■ **Given exercise**
Which lines in the rows below contain the word "dill"? Copy each of them.
..............................
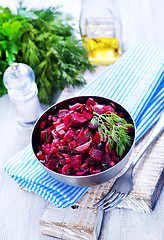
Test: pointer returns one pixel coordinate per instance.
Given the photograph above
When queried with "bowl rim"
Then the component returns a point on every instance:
(83, 176)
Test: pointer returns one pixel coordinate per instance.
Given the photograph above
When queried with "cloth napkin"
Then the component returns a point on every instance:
(136, 81)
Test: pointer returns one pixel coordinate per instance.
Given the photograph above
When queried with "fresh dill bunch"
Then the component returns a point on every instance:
(113, 130)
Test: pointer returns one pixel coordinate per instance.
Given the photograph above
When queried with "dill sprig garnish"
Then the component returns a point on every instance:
(113, 130)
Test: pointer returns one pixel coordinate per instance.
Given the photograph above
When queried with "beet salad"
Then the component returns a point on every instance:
(84, 139)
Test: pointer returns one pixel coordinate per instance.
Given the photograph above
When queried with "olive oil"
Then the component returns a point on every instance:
(102, 50)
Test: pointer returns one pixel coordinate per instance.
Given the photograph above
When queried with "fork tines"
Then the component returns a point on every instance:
(110, 200)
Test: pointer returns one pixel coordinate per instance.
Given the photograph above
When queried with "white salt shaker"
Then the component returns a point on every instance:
(19, 79)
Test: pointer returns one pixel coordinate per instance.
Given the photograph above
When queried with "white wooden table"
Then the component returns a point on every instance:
(20, 211)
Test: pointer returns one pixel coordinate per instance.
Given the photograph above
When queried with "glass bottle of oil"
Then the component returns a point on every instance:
(99, 31)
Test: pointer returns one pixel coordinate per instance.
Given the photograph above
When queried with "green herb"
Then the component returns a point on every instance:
(45, 41)
(113, 130)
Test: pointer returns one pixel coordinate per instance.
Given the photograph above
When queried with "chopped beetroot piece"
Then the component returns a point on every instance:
(76, 106)
(66, 120)
(95, 170)
(97, 138)
(121, 115)
(87, 115)
(72, 144)
(53, 150)
(84, 165)
(93, 124)
(76, 159)
(113, 155)
(99, 109)
(62, 113)
(52, 164)
(91, 102)
(86, 131)
(61, 133)
(65, 167)
(55, 124)
(90, 161)
(83, 147)
(68, 159)
(82, 172)
(69, 135)
(69, 171)
(63, 149)
(65, 155)
(108, 109)
(46, 147)
(77, 131)
(96, 154)
(83, 140)
(44, 136)
(56, 142)
(55, 119)
(59, 127)
(81, 133)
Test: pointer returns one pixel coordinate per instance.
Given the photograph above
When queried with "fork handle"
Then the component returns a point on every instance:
(159, 127)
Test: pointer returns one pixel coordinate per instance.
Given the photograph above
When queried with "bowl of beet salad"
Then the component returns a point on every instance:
(84, 141)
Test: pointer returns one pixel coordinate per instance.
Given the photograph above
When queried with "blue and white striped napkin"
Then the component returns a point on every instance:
(136, 81)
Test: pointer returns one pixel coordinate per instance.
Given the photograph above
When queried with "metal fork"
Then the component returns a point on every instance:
(123, 185)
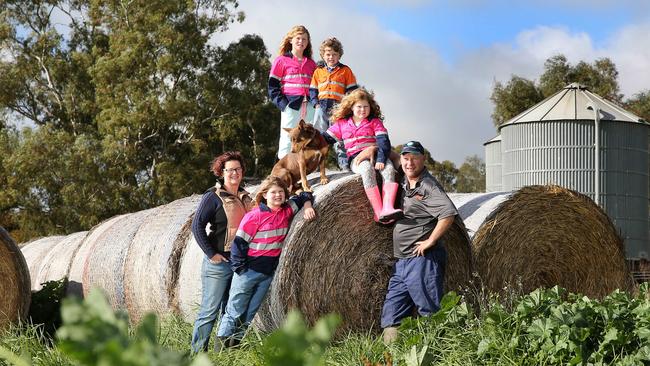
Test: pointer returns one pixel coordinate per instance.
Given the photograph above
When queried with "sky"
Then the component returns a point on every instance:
(432, 64)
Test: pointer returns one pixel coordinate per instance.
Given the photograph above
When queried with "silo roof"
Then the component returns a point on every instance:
(571, 103)
(496, 138)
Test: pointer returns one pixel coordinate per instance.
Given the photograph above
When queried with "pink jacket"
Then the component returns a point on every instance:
(357, 138)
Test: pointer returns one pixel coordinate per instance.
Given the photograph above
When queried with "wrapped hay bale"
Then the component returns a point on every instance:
(152, 261)
(549, 235)
(75, 284)
(104, 264)
(473, 208)
(341, 262)
(14, 281)
(56, 263)
(35, 252)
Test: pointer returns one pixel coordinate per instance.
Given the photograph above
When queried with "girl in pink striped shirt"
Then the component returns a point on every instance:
(255, 255)
(289, 82)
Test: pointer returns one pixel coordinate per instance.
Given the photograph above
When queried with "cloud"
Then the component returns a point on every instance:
(445, 106)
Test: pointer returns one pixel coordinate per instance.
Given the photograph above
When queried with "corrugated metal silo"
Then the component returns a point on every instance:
(554, 142)
(493, 165)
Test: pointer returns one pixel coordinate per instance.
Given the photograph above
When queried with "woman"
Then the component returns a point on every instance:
(223, 207)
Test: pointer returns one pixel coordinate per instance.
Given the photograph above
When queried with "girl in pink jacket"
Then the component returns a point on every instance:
(359, 126)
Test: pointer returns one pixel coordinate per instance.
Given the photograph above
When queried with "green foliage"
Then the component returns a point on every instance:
(45, 307)
(93, 334)
(296, 344)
..............................
■ **Right answer**
When queried with "fresh dill bunch"
When queried with "dill sprig garnish"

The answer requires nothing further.